::: ENTRIES SHOWN

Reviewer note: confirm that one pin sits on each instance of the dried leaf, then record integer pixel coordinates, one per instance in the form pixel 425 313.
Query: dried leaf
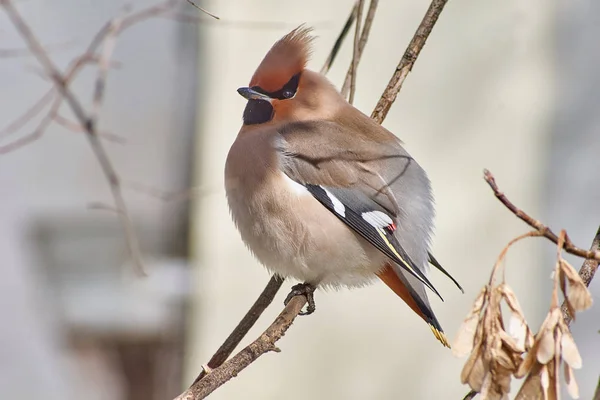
pixel 503 359
pixel 569 351
pixel 545 349
pixel 572 387
pixel 463 344
pixel 579 296
pixel 474 372
pixel 544 381
pixel 466 338
pixel 517 329
pixel 527 363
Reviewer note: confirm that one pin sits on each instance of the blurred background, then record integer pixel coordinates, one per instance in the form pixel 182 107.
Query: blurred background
pixel 511 86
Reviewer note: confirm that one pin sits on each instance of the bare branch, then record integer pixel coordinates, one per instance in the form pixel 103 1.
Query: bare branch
pixel 360 4
pixel 408 60
pixel 543 229
pixel 361 45
pixel 597 394
pixel 202 9
pixel 338 42
pixel 471 395
pixel 265 343
pixel 28 115
pixel 75 127
pixel 244 326
pixel 60 82
pixel 532 387
pixel 210 379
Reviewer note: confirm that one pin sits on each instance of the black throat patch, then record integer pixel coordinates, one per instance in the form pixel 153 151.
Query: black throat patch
pixel 257 112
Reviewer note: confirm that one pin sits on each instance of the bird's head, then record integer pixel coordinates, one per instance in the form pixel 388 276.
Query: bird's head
pixel 283 90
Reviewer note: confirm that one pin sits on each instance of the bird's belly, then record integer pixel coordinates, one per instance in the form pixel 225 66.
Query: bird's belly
pixel 294 235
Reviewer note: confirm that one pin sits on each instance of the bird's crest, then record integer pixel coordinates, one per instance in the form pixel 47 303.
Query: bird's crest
pixel 287 57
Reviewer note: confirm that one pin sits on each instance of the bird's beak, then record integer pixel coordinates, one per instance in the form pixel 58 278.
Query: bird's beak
pixel 252 94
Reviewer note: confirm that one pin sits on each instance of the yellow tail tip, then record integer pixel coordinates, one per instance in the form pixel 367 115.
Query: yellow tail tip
pixel 439 335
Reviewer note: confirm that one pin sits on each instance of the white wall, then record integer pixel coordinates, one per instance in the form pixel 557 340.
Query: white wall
pixel 150 102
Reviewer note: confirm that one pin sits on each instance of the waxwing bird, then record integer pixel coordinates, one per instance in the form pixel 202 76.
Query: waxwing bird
pixel 322 193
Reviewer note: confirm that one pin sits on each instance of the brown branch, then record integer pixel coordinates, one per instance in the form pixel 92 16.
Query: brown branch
pixel 338 42
pixel 263 301
pixel 471 395
pixel 30 113
pixel 543 229
pixel 209 381
pixel 408 60
pixel 532 387
pixel 361 46
pixel 107 35
pixel 265 343
pixel 360 5
pixel 597 394
pixel 60 84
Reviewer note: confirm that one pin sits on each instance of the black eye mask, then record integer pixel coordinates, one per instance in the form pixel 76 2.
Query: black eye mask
pixel 261 111
pixel 286 92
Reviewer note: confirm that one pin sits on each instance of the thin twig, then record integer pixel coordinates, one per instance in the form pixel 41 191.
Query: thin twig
pixel 355 54
pixel 61 85
pixel 471 395
pixel 75 127
pixel 543 229
pixel 597 394
pixel 408 60
pixel 263 301
pixel 532 387
pixel 362 43
pixel 202 9
pixel 265 343
pixel 30 113
pixel 338 42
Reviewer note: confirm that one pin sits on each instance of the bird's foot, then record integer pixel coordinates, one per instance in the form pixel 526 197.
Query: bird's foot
pixel 303 289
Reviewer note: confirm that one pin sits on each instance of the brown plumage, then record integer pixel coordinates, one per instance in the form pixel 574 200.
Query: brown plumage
pixel 322 193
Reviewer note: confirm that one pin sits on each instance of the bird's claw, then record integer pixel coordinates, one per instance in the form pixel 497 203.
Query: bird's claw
pixel 303 289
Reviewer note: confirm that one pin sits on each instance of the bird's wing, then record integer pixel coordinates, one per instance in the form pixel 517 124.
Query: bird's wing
pixel 336 167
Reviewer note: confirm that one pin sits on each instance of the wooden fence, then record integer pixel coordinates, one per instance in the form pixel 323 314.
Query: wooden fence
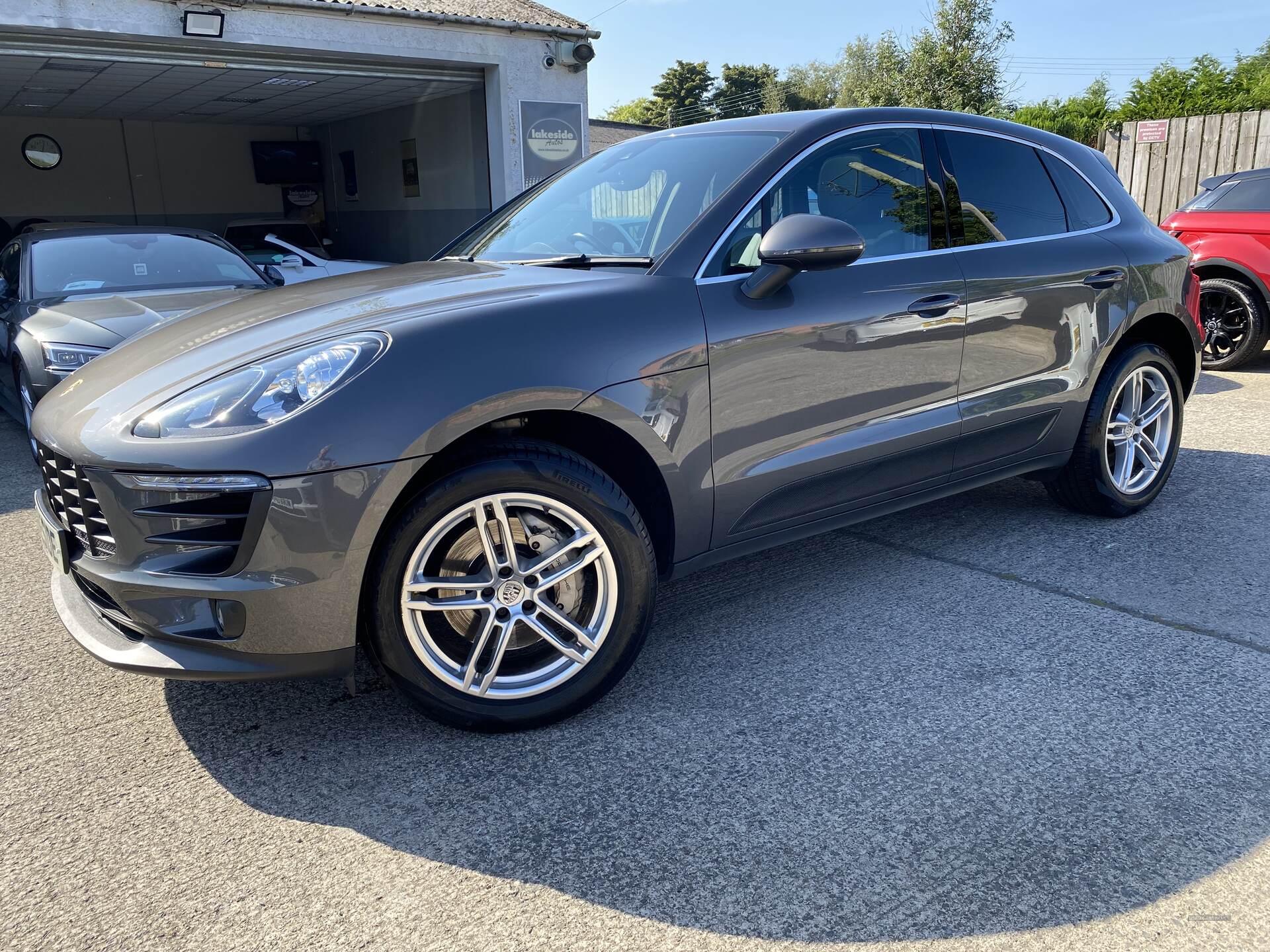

::::::

Reproduce all of the material above, swapping every "Query" for "Label" and changing nothing else. Leave the pictures out.

Reviewer note: confirm that one pin sits on each instance of the dried leaf, then record integer pixel coordinates, one per instance in the form pixel 425 313.
Label: dried leaf
pixel 503 359
pixel 569 351
pixel 545 349
pixel 572 387
pixel 463 344
pixel 579 296
pixel 474 372
pixel 544 381
pixel 466 338
pixel 517 329
pixel 527 363
Reviewer note: confirm that one pin sits on each instance of the blurred background, then record integer pixel coordinates, one per instance in the form pixel 182 107.
Label: blurred background
pixel 511 86
Reviewer note: confirm that one pin sits on each instance of the bare branch, then record integer pixel coordinates, one per instance in the form pixel 103 1.
Label: bare branch
pixel 360 4
pixel 408 60
pixel 543 229
pixel 361 45
pixel 597 394
pixel 202 9
pixel 338 42
pixel 471 395
pixel 265 343
pixel 28 115
pixel 75 127
pixel 244 326
pixel 60 82
pixel 532 387
pixel 210 379
Reviewer note: confirm that one pin sits on each instance of the black throat patch, then record integer pixel coordinates, one per instance in the form pixel 153 151.
Label: black throat patch
pixel 257 112
Reviewer note: confirm that one pin sits on each instance of the bird's head, then record integer pixel coordinates, one per instance in the form pixel 388 276.
Label: bird's head
pixel 283 90
Reviewer note: confirm that one pin sits on each instance of the bird's belly, then record integer pixel coordinates, one per instance in the form pixel 225 66.
Label: bird's belly
pixel 294 235
Reviewer note: confirm that one pin sits on each instance of the bird's crest, then record integer pixel coordinates, one per instance in the form pixel 47 303.
Label: bird's crest
pixel 287 57
Reviewer note: confirm that one pin sits on each instance of the bird's beak, then record integer pixel coordinates, one per instance in the form pixel 58 278.
Label: bird's beak
pixel 252 94
Reviewer note: confirm that one pin sits on each instance of the yellow tail tip, then record integer pixel coordinates, one per instance in the form pixel 367 115.
Label: yellow tail tip
pixel 439 335
Reviewer note: confirm that one pin sits on each instance of the white wall, then record integer pixel coordinates, one per instance in the form pixel 557 340.
Label: white wall
pixel 150 102
Reviewer note: confirm that one pin sits on each instance of the waxwing bird, then record integer pixel coordinates, one per instance in the form pixel 202 76.
Label: waxwing bird
pixel 322 193
Reviewer note: confirm that one pin sits on each instance of the brown branch, then record integer pixel coordinates, one per instance in the form pixel 92 16.
Label: brown branch
pixel 338 42
pixel 263 301
pixel 471 395
pixel 30 113
pixel 543 229
pixel 209 381
pixel 408 60
pixel 532 387
pixel 361 46
pixel 107 35
pixel 265 343
pixel 360 5
pixel 597 394
pixel 60 84
Reviewer note: confirm that one pin sits on each instance of the black eye mask, then record integer pixel coordinates, one per instance in the form pixel 76 2.
Label: black eye mask
pixel 261 111
pixel 286 92
Reviewer note: confirm that one pin sits on each instance of the thin twig, then record integer pixel coordinates, one per instance in the form pixel 41 191.
Label: thin twig
pixel 355 54
pixel 61 85
pixel 471 395
pixel 75 127
pixel 543 229
pixel 597 394
pixel 408 60
pixel 263 301
pixel 532 387
pixel 362 43
pixel 202 9
pixel 265 343
pixel 30 113
pixel 338 42
Reviewer note: confirm that one pin sits on each instance of the bird's foot, then record integer pixel coordinates, one per instance in the form pixel 526 197.
Label: bird's foot
pixel 303 289
Reviewer note: confirm that one pin sits on each instance of the brown plumage, then record integer pixel coordinates, one per instance in the form pixel 574 200.
Label: brown plumage
pixel 322 193
Reviewer note: confirm that one pin sits on each instance of the bird's claw, then record integer pixel coordinates, one per instance in the form pixel 497 203.
Label: bird's claw
pixel 303 289
Reviewer note: confirm that one pin sits on each instance of the bird's wing, then record integer pixel coordinates, one per instance in the form pixel 517 124.
Label: bird's wing
pixel 336 167
Reviewer note: confirm that one pin sits on each instance of the wooden fence, then record integer pixel coordinates, one per instance in the form pixel 323 314.
Label: wooden fence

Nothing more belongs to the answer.